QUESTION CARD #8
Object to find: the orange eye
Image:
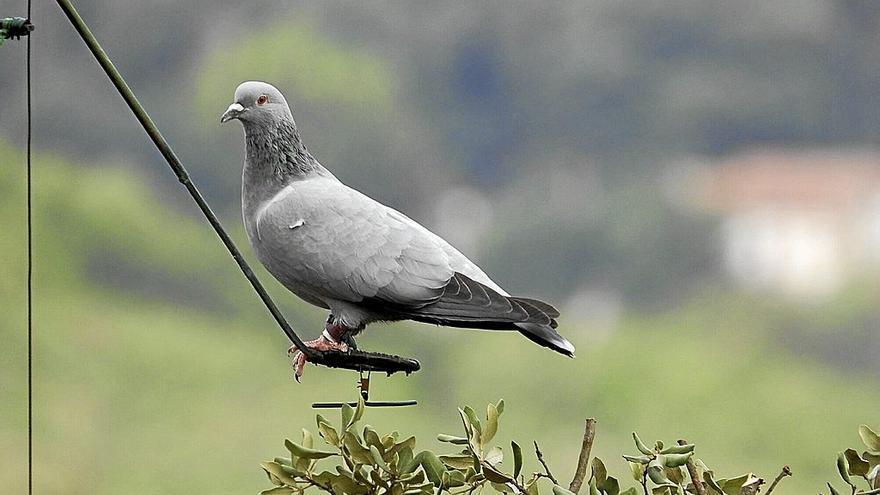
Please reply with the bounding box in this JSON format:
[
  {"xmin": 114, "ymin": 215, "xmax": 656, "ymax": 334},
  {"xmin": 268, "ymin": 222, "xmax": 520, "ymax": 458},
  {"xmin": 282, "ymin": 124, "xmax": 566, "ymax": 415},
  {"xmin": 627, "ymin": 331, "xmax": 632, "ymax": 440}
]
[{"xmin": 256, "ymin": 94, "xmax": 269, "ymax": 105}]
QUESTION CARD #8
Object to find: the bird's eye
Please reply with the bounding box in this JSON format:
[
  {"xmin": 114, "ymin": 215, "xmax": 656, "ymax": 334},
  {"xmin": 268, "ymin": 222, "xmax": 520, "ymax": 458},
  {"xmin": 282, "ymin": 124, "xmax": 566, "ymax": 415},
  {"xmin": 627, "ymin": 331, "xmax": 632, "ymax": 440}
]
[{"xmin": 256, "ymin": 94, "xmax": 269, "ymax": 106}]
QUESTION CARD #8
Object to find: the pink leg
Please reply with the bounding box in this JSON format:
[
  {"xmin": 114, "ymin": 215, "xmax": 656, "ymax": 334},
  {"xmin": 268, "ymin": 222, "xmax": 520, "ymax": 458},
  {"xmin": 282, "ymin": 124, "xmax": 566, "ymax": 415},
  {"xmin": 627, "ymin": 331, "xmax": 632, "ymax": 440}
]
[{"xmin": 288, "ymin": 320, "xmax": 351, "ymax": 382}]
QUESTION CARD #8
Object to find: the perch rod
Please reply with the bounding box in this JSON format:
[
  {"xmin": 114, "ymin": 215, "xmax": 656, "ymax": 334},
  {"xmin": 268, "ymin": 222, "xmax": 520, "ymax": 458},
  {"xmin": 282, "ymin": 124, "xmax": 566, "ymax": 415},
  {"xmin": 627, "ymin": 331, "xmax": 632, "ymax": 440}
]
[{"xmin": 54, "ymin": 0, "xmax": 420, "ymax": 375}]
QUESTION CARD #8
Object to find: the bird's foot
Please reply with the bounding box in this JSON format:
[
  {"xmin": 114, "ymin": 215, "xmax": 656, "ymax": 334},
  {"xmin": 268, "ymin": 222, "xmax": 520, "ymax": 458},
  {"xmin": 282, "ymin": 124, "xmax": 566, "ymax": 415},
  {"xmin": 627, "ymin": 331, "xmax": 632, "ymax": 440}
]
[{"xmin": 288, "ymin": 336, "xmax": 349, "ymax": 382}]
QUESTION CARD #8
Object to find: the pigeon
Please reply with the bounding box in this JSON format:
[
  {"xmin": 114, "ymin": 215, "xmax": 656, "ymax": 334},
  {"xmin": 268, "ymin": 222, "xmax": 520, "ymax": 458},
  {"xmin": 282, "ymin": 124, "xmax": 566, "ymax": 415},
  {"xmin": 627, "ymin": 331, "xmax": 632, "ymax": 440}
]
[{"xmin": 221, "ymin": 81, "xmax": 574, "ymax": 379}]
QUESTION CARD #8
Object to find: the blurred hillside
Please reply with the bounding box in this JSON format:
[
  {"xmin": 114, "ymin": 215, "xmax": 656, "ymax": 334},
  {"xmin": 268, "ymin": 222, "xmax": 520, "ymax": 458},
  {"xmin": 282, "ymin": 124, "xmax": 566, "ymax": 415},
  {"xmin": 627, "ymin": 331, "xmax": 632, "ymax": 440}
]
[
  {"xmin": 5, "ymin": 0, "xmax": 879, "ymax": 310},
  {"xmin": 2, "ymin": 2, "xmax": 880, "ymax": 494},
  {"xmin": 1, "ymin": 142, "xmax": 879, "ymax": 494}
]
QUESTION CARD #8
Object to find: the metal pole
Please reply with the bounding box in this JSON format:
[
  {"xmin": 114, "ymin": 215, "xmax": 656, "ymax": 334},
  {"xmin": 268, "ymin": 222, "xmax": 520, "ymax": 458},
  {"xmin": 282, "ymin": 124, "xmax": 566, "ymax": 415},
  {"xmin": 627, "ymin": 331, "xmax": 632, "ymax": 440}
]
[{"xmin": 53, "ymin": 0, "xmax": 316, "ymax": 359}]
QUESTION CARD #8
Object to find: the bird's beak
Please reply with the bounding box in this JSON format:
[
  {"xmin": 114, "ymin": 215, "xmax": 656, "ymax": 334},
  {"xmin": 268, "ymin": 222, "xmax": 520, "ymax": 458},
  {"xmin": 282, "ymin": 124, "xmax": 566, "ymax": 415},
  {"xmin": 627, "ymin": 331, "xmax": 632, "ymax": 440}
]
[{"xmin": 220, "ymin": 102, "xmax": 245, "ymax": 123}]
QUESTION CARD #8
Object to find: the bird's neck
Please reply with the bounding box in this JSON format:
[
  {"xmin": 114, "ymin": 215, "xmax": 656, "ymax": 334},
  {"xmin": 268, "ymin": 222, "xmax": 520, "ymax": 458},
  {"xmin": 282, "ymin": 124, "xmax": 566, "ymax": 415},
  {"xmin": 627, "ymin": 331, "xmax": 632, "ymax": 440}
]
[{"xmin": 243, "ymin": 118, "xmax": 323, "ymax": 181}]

------------------------------

Task item
Only an exact copy of the records counts as an answer. Leave out the images.

Response to this exercise
QUESTION CARD #8
Object to find: the orange eye
Image:
Please reply with the bounding box in this JSON format:
[
  {"xmin": 114, "ymin": 215, "xmax": 656, "ymax": 334},
  {"xmin": 268, "ymin": 222, "xmax": 520, "ymax": 458},
  {"xmin": 282, "ymin": 124, "xmax": 566, "ymax": 415},
  {"xmin": 627, "ymin": 331, "xmax": 632, "ymax": 440}
]
[{"xmin": 256, "ymin": 94, "xmax": 269, "ymax": 105}]
QUESTION CARD #8
Object to find: the bird's eye
Please reply with the bounding box in this JSON format:
[
  {"xmin": 114, "ymin": 215, "xmax": 656, "ymax": 334},
  {"xmin": 268, "ymin": 222, "xmax": 520, "ymax": 458},
  {"xmin": 282, "ymin": 124, "xmax": 566, "ymax": 415},
  {"xmin": 627, "ymin": 331, "xmax": 632, "ymax": 440}
]
[{"xmin": 256, "ymin": 94, "xmax": 269, "ymax": 106}]
QUESTION CARD #8
Object to find: the pink leg
Please reply with the bounding box in this JSON format:
[
  {"xmin": 114, "ymin": 215, "xmax": 656, "ymax": 334},
  {"xmin": 268, "ymin": 222, "xmax": 520, "ymax": 458},
  {"xmin": 282, "ymin": 124, "xmax": 566, "ymax": 415},
  {"xmin": 627, "ymin": 331, "xmax": 632, "ymax": 440}
]
[{"xmin": 288, "ymin": 320, "xmax": 351, "ymax": 382}]
QUESTION CARD #8
Object to find: the perch rod
Please reply with the bounding box in this JSON format:
[
  {"xmin": 114, "ymin": 215, "xmax": 656, "ymax": 334},
  {"xmin": 268, "ymin": 222, "xmax": 520, "ymax": 458},
  {"xmin": 282, "ymin": 124, "xmax": 566, "ymax": 415},
  {"xmin": 627, "ymin": 331, "xmax": 632, "ymax": 440}
]
[{"xmin": 54, "ymin": 0, "xmax": 420, "ymax": 375}]
QUESTION CARD #8
Object to find: the bird's foot
Please reply with the bounding box in this JSON format:
[
  {"xmin": 114, "ymin": 215, "xmax": 656, "ymax": 334},
  {"xmin": 268, "ymin": 222, "xmax": 520, "ymax": 458},
  {"xmin": 282, "ymin": 124, "xmax": 566, "ymax": 415},
  {"xmin": 627, "ymin": 331, "xmax": 632, "ymax": 440}
]
[{"xmin": 288, "ymin": 336, "xmax": 349, "ymax": 382}]
QUESTION CARD #8
Object to find: the pigeon
Please reply with the bounding box in this JSON format:
[
  {"xmin": 114, "ymin": 215, "xmax": 656, "ymax": 334},
  {"xmin": 268, "ymin": 222, "xmax": 520, "ymax": 458},
  {"xmin": 282, "ymin": 124, "xmax": 566, "ymax": 415},
  {"xmin": 627, "ymin": 331, "xmax": 632, "ymax": 440}
]
[{"xmin": 221, "ymin": 81, "xmax": 574, "ymax": 379}]
QUESTION CARD #8
Object to find: the blurred hillside
Please reply with the bounding box in this JSON format:
[
  {"xmin": 114, "ymin": 215, "xmax": 656, "ymax": 334},
  {"xmin": 268, "ymin": 222, "xmax": 520, "ymax": 458},
  {"xmin": 282, "ymin": 124, "xmax": 566, "ymax": 415},
  {"xmin": 627, "ymin": 331, "xmax": 632, "ymax": 440}
]
[
  {"xmin": 5, "ymin": 0, "xmax": 879, "ymax": 310},
  {"xmin": 2, "ymin": 2, "xmax": 880, "ymax": 494},
  {"xmin": 1, "ymin": 142, "xmax": 879, "ymax": 494}
]
QUESTION CARD #8
Object to find: the metal pole
Please reply with the bounding box in this JSON format:
[
  {"xmin": 114, "ymin": 215, "xmax": 656, "ymax": 334},
  {"xmin": 268, "ymin": 222, "xmax": 520, "ymax": 458},
  {"xmin": 282, "ymin": 124, "xmax": 566, "ymax": 415},
  {"xmin": 627, "ymin": 331, "xmax": 632, "ymax": 440}
]
[{"xmin": 53, "ymin": 0, "xmax": 316, "ymax": 359}]
QUESTION CARD #8
Object to find: the bird's beak
Please reply with the bounding box in this JSON format:
[
  {"xmin": 114, "ymin": 215, "xmax": 656, "ymax": 334},
  {"xmin": 268, "ymin": 222, "xmax": 520, "ymax": 458},
  {"xmin": 282, "ymin": 124, "xmax": 566, "ymax": 415},
  {"xmin": 627, "ymin": 331, "xmax": 632, "ymax": 440}
]
[{"xmin": 220, "ymin": 102, "xmax": 245, "ymax": 123}]
QUESTION CARD #8
Object to find: the bird's neck
Please reply with the bounding box in this JSON format:
[
  {"xmin": 114, "ymin": 215, "xmax": 656, "ymax": 334},
  {"xmin": 268, "ymin": 222, "xmax": 520, "ymax": 458},
  {"xmin": 282, "ymin": 124, "xmax": 566, "ymax": 415},
  {"xmin": 627, "ymin": 331, "xmax": 632, "ymax": 440}
]
[{"xmin": 243, "ymin": 118, "xmax": 323, "ymax": 181}]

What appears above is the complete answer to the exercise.